Re: [ceph-users] Question: CephFS + Bluestore

2018-05-11 Thread David Turner
That's right. I didn't actually use Jewel for very long. I'm glad it worked
for you.

On Fri, May 11, 2018, 4:49 PM Webert de Souza Lima 
wrote:

> Thanks David.
> Although you mentioned this was introduced with Luminous, it's working
> with Jewel.
>
> ~# ceph osd pool stats
>
> Fri May 11 17:41:39 2018
>
> pool rbd id 5
>   client io 505 kB/s rd, 3801 kB/s wr, 46 op/s rd, 27 op/s wr
>
> pool rbd_cache id 6
>   client io 2538 kB/s rd, 3070 kB/s wr, 601 op/s rd, 758 op/s wr
>   cache tier io 12225 kB/s flush, 0 op/s promote, 3 PG(s) flushing
>
> pool cephfs_metadata id 7
>   client io 2233 kB/s rd, 2260 kB/s wr, 95 op/s rd, 587 op/s wr
>
> pool cephfs_data_ssd id 8
>   client io 1126 kB/s rd, 94897 B/s wr, 33 op/s rd, 42 op/s wr
>
> pool cephfs_data id 9
>   client io 0 B/s rd, 11203 kB/s wr, 12 op/s rd, 12 op/s wr
>
> pool cephfs_data_cache id 10
>   client io 4383 kB/s rd, 550 kB/s wr, 57 op/s rd, 39 op/s wr
>   cache tier io 7012 kB/s flush, 4399 kB/s evict, 11 op/s promote
>
>
> Regards,
>
> Webert Lima
> DevOps Engineer at MAV Tecnologia
> *Belo Horizonte - Brasil*
> *IRC NICK - WebertRLZ*
>
>
> On Fri, May 11, 2018 at 5:14 PM David Turner 
> wrote:
>
>> `ceph osd pool stats` with the option to specify the pool you are
>> interested in should get you the breakdown of IO per pool.  This was
>> introduced with luminous.
>>
>> On Fri, May 11, 2018 at 2:39 PM Webert de Souza Lima <
>> webert.b...@gmail.com> wrote:
>>
>>> I think ceph doesn't have IO metrics will filters by pool right? I see
>>> IO metrics from clients only:
>>>
>>> ceph_client_io_ops
>>> ceph_client_io_read_bytes
>>> ceph_client_io_read_ops
>>> ceph_client_io_write_bytes
>>> ceph_client_io_write_ops
>>>
>>> and pool "byte" metrics, but not "io":
>>>
>>> ceph_pool(write/read)_bytes(_total)

(Information shown)
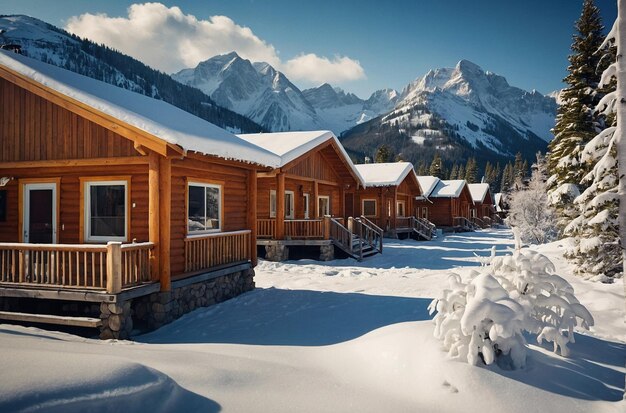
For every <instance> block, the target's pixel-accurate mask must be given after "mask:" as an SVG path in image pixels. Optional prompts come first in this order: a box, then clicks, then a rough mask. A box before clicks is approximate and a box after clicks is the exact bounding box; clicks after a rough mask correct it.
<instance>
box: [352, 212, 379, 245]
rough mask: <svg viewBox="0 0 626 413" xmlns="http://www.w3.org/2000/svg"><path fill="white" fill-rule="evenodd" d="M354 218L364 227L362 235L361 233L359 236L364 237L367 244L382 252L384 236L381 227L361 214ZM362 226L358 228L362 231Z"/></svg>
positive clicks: (365, 241)
mask: <svg viewBox="0 0 626 413" xmlns="http://www.w3.org/2000/svg"><path fill="white" fill-rule="evenodd" d="M354 220H355V222H358V223H359V224H360V225H361V226H362V227H363V228H364V229H365V231H364V235H363V234H361V238H362V239H364V241H365V242H366V243H367V244H368V245H370V246H371V247H372V248H374V249H375V250H377V251H378V252H379V253H381V254H382V252H383V237H384V231H383V229H382V228H380V227H379V226H378V225H376V224H374V223H373V222H372V221H370V220H369V219H367V218H366V217H364V216H362V215H361V216H360V217H358V218H355V219H354ZM363 228H361V229H360V230H361V231H363Z"/></svg>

(Problems to solve)
A) Name every pool that appears in the `ceph osd pool stats` output quoted in the Ceph mailing list thread.
B) Extend the Ceph mailing list thread past its final line, continuing the most deeply quoted message.
The data has nothing to do with this exercise.

(Answers to the tasks)
A) rbd, rbd_cache, cephfs_metadata, cephfs_data_ssd, cephfs_data, cephfs_data_cache

B)
>>>
>>> Regards,
>>>
>>> Webert Lima
>>> DevOps Engineer at MAV Tecnologia
>>> *Belo Horizonte - Brasil*
>>> *IRC NICK - WebertRLZ*
>>>
>>> On Wed, May 9, 2018 at 2:23 PM Webert de Souza Lima <
>>> webert.b...@gmail.com> wrote:
>>>
 Hey Jon!

 On Wed, May 9, 2018 at 12:11 PM, John Spray  wrote:

> It depends on the metadata intensity of your workload.  It might be
> quite interesting to gather some drive stats on how many IOPS are
> currently hitting your metadata pool over a week of normal activity.
>

 Any ceph built-in tool for this? maybe ceph daemonperf (altoght I'm not
 sure what I should be looking at).
 My current SSD disks have 2 partitions.
  - One is used for cephfs cache tier pool,
  - The other is used for both:  cephfs meta-data pool and cephfs
 data-ssd (this is an additional cephfs data pool with only ssds with file
 layout for a specific direcotory to use it)

 Because of this, iostat shows me peaks of 12k IOPS in the metadata
 partition, but this could definitely be IO for the data-ssd pool.


> If you are doing large file workloads, and the metadata mostly fits in
> RAM, then the number of IOPS from the MDS can be very, very low.  On
> the other hand, if you're doing random metadata reads from a small
> file workload where the metadata does not fit in RAM, almost every
> client read could generate a read operation, and each MDS could easily
> generate thousands of ops per second.
>

 I have yet to measure it the right way but I'd assume my metadata fits
 in RAM (a few 100s of MB only).

 This is an email hosting cluster with dozens of thousands of users so
 there are a lot of random reads and writes, but not too many small files.
 Email messages are concatenated together in files up to 4MB in size
 (when a rotation happens).
 Most user operations are dovecot's INDEX operations and I will keep
 index directory in a SSD-dedicaded pool.



> Isolating metadata OSDs is useful if the data OSDs are going to be
> completely saturated: metadata performance will be protected even if
> clients are hitting the data OSDs hard.
>

 This seems to be the case.


> If "heavy write" means completely saturating the cluster, then sharing
> the OSDs is risky.  If "heavy write" just means that there are more
> writes than reads, then it may be fine if the metadata workload is not
> heavy enough to make good use of SSDs.
>

 Saturarion will only happen in peak workloads, not often. By heavy
 write I mean there are much more writes than reads, yes.
 So I think I can start sharing the OSDs, if I think this is impacting
 performance I can just change the ruleset and move metadata to a SSD-only
 pool, right?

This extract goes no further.